▼
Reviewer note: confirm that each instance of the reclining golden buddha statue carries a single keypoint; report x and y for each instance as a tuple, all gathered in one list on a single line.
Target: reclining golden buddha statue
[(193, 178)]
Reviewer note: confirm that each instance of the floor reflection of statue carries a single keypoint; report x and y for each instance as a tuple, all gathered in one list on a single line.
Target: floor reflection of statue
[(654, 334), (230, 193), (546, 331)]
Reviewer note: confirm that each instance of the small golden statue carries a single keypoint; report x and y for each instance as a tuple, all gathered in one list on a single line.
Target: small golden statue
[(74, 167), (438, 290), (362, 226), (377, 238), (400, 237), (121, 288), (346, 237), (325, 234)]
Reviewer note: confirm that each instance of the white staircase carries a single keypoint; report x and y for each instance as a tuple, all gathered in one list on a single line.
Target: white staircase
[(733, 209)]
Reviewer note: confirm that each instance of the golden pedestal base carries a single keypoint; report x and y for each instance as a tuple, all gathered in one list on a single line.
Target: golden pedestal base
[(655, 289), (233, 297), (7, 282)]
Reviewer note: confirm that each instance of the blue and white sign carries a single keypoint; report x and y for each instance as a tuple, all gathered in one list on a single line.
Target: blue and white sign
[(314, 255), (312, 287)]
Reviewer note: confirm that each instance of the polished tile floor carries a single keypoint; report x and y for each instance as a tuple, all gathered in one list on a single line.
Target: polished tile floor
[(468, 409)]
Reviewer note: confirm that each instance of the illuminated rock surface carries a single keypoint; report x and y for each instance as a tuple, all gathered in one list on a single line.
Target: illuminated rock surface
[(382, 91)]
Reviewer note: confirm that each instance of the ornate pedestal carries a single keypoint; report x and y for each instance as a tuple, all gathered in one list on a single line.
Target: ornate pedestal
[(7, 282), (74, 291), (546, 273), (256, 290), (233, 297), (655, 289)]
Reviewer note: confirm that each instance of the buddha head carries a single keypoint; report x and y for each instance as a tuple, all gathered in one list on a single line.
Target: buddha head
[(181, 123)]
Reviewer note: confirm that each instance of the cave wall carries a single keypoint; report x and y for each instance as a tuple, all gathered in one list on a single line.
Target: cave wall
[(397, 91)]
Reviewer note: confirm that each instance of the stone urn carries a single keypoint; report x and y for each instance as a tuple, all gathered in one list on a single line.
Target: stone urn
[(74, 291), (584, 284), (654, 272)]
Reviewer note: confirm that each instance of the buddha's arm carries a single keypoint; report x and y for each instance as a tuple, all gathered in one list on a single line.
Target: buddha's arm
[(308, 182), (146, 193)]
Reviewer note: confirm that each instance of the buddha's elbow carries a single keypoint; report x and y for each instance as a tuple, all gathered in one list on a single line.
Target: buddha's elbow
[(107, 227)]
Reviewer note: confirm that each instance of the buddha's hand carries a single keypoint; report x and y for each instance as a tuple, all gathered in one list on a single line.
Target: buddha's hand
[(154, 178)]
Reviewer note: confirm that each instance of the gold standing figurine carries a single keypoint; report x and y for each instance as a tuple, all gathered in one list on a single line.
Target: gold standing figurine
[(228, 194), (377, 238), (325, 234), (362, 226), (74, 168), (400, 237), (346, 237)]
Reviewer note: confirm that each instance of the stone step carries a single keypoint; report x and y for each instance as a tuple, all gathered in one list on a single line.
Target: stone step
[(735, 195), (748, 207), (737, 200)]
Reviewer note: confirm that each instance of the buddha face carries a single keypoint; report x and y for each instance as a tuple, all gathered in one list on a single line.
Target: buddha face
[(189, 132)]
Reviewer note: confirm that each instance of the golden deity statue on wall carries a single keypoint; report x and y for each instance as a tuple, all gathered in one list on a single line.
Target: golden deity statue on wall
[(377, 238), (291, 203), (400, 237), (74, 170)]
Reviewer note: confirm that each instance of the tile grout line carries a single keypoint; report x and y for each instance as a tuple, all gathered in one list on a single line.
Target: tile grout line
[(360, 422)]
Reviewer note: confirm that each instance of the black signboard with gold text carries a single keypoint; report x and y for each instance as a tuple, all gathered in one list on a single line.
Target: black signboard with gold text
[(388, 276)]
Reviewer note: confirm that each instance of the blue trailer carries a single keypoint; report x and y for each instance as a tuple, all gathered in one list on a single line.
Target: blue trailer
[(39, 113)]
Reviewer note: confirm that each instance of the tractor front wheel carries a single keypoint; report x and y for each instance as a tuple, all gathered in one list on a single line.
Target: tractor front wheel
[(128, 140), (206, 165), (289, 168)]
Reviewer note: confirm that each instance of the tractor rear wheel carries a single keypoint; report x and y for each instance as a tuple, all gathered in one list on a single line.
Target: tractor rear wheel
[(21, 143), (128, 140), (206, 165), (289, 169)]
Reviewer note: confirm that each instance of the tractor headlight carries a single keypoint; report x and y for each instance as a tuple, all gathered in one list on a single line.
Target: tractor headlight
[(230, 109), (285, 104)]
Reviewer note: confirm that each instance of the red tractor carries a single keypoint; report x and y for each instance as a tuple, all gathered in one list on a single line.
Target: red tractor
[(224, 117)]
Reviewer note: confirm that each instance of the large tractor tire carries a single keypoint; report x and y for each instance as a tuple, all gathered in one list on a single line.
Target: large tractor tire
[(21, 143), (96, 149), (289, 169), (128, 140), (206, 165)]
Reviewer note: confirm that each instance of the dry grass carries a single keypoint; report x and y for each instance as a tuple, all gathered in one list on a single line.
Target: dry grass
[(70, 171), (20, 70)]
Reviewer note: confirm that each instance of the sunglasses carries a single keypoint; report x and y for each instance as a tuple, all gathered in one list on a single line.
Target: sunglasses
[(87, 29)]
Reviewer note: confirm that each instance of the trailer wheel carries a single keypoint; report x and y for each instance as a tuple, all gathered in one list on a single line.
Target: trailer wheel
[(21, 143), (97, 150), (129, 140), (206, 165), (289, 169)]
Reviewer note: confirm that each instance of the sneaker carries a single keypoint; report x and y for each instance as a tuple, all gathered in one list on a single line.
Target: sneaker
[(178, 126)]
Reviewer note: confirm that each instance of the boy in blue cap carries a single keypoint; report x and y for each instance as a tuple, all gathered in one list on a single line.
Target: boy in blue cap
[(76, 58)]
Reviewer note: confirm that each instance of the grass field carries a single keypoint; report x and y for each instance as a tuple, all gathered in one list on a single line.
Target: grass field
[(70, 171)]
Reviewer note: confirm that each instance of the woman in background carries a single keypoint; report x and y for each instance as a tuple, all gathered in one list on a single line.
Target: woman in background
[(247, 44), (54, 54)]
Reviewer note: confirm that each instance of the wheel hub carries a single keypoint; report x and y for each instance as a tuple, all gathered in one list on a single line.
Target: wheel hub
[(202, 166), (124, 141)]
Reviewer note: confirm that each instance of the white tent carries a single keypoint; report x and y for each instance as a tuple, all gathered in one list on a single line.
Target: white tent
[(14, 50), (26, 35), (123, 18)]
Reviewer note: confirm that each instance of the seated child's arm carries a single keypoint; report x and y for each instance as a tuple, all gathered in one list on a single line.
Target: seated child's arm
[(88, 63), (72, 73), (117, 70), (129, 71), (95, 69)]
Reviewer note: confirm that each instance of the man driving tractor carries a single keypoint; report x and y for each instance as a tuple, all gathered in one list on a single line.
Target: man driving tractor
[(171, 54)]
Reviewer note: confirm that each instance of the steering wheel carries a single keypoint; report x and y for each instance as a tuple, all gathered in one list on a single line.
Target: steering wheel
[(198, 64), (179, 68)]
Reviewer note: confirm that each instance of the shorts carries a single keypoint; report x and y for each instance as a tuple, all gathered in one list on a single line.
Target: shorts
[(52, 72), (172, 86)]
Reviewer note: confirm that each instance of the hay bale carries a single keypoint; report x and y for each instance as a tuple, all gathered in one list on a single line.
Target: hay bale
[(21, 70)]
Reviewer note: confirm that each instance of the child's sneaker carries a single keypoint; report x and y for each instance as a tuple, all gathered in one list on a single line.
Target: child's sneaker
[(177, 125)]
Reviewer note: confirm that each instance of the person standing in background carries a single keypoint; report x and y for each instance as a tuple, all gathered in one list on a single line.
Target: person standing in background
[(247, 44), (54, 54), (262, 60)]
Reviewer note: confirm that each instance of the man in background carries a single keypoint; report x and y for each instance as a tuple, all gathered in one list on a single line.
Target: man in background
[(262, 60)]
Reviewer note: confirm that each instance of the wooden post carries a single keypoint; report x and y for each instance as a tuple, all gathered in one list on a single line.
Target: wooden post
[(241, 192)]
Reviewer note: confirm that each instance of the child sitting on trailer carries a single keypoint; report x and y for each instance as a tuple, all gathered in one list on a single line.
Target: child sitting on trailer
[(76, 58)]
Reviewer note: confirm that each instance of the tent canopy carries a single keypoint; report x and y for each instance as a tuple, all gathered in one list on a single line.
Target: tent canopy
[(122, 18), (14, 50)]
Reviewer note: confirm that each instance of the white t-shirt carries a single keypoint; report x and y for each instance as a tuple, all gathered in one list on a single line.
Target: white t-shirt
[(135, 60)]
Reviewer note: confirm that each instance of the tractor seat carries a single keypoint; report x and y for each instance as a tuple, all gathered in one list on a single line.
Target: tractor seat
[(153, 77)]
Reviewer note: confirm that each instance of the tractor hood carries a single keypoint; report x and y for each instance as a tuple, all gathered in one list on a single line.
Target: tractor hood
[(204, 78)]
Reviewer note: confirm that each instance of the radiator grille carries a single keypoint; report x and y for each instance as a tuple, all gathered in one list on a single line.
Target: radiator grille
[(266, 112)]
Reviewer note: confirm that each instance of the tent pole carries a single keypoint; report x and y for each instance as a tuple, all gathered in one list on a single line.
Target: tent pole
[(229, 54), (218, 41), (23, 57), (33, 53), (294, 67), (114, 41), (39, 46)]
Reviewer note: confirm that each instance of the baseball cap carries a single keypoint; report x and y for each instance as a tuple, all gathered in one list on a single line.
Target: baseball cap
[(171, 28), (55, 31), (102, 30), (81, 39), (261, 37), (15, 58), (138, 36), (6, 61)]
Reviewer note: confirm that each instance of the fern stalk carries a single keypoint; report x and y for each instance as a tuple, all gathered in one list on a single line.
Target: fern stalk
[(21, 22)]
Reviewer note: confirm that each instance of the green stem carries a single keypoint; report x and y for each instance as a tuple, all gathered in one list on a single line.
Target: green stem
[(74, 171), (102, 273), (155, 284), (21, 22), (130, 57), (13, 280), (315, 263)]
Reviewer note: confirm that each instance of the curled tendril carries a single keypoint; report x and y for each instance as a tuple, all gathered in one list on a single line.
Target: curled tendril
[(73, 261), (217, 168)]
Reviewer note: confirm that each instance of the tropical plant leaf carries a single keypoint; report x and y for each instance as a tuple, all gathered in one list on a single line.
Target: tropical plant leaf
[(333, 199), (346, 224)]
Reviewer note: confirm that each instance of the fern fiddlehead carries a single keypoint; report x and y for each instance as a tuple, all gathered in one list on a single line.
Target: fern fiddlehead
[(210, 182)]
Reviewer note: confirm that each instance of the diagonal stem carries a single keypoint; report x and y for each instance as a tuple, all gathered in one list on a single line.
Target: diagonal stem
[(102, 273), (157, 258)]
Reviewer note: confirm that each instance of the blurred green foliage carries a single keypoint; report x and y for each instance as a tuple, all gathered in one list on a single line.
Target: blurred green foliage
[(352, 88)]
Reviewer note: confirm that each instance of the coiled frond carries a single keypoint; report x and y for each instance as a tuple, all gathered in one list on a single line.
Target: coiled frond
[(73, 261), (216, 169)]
▲
## Exercise description
Render the rows from the line with "Reviewer note: confirm that each instance of the fern stalk" through the last row as a two-column CSV with the headers label_text and points. Give one line per row, with its text and its answer each in a single quoted field and line breaks replaced by spaces.

## Reply to the task
label_text,points
"Reviewer note: confirm that each instance of the fern stalk carries a single keypoint; report x and y for each instance as a tuple, all gathered in one list on a single line. Target: fern stalk","[(21, 22)]"
"Reviewer note: confirm that each instance of the green stem carries a single keypoint; report x and y for each instance as a tuple, all gathered in one list on a single line. Target: green stem","[(74, 171), (102, 273), (155, 284), (21, 22), (130, 57), (13, 280), (315, 263)]"
"Reviewer note: confirm that each instance of the curled tendril carries a single keypoint; report x and y for each instance as a tuple, all gathered in one list on a single line. Target: curled tendril","[(73, 261), (217, 168)]"
"Reviewer note: confirm that each instance of the tropical plant leaf carries a single keypoint; report x and y for each instance as a tuple, all gathered in one list on a single line. Target: tropical plant leaf","[(333, 199), (346, 224)]"
"Reviewer note: confirm that each instance of the fern fiddlehead carries a single keypoint; report x and y for each instance as a tuple, all gathered in one list on a single line. Target: fern fiddlehead","[(210, 182)]"
"Reviewer note: confirm that each instance of the diagonal stem carries a single keypoint; report x and y for each instance as a tuple, all gathered in one list on a single line. Target: diagonal stem","[(102, 273), (157, 258)]"
"Reviewer note: confirm that each instance of the blurred green foliage carries a single keypoint; report x and y for each instance as a tuple, all gathered in one list on a single line. Target: blurred green foliage","[(352, 88)]"
"Reviewer note: confirm that each instance of the coiled frond carries a single keypoint; report x and y for each instance as a tuple, all gathered in one list on a single line. Target: coiled frond","[(73, 261), (216, 169)]"